= Material for this exercise =
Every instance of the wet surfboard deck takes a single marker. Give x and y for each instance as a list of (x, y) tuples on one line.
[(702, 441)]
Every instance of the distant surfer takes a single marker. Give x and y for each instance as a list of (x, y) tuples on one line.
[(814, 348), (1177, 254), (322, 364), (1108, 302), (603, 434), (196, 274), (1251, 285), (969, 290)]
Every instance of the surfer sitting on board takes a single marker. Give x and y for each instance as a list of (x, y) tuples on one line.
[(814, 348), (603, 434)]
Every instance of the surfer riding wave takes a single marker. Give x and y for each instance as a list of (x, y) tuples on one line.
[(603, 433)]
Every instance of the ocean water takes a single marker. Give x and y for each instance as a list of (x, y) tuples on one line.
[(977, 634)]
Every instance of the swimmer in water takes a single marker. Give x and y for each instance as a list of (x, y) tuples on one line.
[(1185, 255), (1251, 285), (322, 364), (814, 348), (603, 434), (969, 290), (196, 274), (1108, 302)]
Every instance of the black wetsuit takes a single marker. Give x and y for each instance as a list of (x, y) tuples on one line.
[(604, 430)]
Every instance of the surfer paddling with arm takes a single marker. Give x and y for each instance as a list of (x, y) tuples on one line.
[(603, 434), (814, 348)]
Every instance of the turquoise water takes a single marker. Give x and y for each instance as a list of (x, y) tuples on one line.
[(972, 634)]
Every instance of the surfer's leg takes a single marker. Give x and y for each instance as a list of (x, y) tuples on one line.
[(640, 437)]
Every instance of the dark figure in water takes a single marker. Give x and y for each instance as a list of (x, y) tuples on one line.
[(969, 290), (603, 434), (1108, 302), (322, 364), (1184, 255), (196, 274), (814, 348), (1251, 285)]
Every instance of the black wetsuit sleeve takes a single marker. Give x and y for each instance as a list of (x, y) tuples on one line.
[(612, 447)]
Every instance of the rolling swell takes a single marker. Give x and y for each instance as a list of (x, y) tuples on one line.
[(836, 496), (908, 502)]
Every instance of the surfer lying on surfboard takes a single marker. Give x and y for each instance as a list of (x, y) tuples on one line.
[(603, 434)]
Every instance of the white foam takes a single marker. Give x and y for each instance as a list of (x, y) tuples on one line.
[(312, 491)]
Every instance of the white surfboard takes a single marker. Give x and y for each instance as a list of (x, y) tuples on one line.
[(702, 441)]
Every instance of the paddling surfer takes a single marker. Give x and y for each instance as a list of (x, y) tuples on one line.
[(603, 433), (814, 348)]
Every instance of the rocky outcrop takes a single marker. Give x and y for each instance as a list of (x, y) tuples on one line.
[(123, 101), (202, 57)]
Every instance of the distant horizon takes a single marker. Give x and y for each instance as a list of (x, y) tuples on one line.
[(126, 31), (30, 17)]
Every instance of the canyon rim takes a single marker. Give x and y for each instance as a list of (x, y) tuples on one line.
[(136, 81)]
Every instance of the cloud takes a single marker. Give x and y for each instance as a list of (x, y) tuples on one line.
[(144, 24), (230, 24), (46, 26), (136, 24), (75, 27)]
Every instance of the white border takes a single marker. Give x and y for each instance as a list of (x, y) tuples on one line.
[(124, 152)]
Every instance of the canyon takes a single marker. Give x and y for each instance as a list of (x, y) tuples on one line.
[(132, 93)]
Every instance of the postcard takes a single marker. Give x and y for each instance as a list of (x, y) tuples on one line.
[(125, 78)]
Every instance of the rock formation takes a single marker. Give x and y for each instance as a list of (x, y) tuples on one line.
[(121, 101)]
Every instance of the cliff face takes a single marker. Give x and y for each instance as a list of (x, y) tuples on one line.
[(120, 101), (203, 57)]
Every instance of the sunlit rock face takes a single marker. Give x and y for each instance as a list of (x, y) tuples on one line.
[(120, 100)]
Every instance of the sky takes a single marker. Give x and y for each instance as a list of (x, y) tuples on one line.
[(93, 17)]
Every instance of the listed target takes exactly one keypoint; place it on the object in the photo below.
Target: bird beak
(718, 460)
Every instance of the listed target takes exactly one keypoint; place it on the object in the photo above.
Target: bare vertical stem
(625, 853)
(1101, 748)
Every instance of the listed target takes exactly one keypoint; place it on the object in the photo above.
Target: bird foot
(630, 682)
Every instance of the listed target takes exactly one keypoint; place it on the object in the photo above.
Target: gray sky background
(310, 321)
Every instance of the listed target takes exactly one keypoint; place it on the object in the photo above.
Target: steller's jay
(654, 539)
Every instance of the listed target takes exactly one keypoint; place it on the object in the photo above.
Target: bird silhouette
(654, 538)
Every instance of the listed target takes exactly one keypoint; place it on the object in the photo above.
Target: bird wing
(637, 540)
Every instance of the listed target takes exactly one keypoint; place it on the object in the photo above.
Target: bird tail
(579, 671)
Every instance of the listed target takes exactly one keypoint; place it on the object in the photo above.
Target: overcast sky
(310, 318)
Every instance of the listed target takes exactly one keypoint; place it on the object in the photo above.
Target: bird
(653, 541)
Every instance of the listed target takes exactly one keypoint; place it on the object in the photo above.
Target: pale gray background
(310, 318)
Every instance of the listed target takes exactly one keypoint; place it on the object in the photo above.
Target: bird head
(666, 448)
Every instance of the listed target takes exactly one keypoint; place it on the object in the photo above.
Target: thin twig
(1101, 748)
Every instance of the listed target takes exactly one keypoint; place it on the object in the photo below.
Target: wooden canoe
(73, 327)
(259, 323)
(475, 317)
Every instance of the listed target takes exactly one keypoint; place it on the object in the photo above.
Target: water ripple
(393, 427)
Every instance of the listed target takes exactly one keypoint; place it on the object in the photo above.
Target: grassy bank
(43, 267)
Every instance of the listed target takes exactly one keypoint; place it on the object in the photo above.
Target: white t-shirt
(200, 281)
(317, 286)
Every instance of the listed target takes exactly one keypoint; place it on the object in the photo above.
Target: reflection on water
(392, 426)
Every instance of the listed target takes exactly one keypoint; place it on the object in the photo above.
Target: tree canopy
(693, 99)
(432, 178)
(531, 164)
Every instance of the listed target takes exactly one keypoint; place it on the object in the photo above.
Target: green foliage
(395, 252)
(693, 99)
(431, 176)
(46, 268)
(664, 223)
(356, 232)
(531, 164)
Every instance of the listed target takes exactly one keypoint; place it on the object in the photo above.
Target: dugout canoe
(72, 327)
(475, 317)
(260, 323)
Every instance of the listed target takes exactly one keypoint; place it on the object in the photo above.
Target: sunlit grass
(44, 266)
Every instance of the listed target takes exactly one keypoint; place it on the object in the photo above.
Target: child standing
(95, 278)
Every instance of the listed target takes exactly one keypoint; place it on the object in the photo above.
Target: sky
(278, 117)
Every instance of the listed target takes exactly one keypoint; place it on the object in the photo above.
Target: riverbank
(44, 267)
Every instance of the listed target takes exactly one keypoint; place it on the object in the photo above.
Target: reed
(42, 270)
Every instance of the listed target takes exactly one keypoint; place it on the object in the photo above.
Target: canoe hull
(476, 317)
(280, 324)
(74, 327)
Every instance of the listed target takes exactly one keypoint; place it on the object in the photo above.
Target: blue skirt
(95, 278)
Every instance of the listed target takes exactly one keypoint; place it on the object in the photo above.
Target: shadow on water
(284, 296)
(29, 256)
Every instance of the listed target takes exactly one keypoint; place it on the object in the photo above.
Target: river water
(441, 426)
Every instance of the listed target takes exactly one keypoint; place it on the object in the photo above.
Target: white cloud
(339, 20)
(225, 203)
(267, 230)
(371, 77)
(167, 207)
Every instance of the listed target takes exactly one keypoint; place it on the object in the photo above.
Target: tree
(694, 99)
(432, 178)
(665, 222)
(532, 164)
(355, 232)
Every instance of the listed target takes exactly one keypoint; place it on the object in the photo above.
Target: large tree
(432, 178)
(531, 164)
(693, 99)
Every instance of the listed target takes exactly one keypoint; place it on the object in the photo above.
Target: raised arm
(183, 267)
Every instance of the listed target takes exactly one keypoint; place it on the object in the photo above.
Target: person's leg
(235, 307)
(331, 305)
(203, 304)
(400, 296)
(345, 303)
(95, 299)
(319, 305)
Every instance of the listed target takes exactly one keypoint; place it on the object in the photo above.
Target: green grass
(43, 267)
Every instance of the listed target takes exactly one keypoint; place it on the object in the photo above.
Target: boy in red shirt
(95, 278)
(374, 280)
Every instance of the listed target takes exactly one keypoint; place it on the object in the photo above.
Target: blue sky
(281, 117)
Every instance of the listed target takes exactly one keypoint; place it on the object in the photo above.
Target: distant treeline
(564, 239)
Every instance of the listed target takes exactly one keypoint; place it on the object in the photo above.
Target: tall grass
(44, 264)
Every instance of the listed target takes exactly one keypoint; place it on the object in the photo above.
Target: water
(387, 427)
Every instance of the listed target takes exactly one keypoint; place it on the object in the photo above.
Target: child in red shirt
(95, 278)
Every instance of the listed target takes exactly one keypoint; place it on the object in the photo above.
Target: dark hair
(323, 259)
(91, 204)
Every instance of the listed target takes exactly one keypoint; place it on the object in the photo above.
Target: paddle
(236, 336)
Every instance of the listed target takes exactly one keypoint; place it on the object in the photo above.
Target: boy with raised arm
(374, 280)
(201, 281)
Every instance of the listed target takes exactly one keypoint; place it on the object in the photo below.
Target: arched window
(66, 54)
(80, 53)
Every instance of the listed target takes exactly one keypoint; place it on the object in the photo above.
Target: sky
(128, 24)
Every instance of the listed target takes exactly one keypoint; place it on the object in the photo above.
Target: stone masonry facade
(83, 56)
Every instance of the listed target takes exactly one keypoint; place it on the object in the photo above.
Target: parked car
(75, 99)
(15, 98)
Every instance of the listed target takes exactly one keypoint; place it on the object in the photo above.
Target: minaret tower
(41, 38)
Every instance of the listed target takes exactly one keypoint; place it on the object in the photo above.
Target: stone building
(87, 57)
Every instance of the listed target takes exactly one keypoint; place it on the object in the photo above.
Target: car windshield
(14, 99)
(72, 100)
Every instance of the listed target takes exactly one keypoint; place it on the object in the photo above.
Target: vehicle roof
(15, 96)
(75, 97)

= What to produce =
Retype exactly the lines from the one containing "Target: stone masonry facade" through the last line of the records above, including both.

= Solution to the problem =
Target: stone masonry facade
(83, 56)
Every instance of the listed target takes exactly one keypoint; place it on the object in the photo above.
Target: parked car
(75, 99)
(15, 98)
Every instance of the listed target takes exactly one keypoint; place it on the object in the photo above.
Target: minaret tower
(41, 38)
Every instance of the listed target takes exactly one keypoint; place it on the object in the photo above.
Target: stone building
(87, 57)
Every instance of the listed target takes exactly one keypoint; place it on the object in the photo above.
Target: car windshield
(14, 99)
(72, 100)
Every instance of the listed target takes exactly one keypoint; place it on the object in the photo above.
Target: vehicle roof
(15, 96)
(75, 97)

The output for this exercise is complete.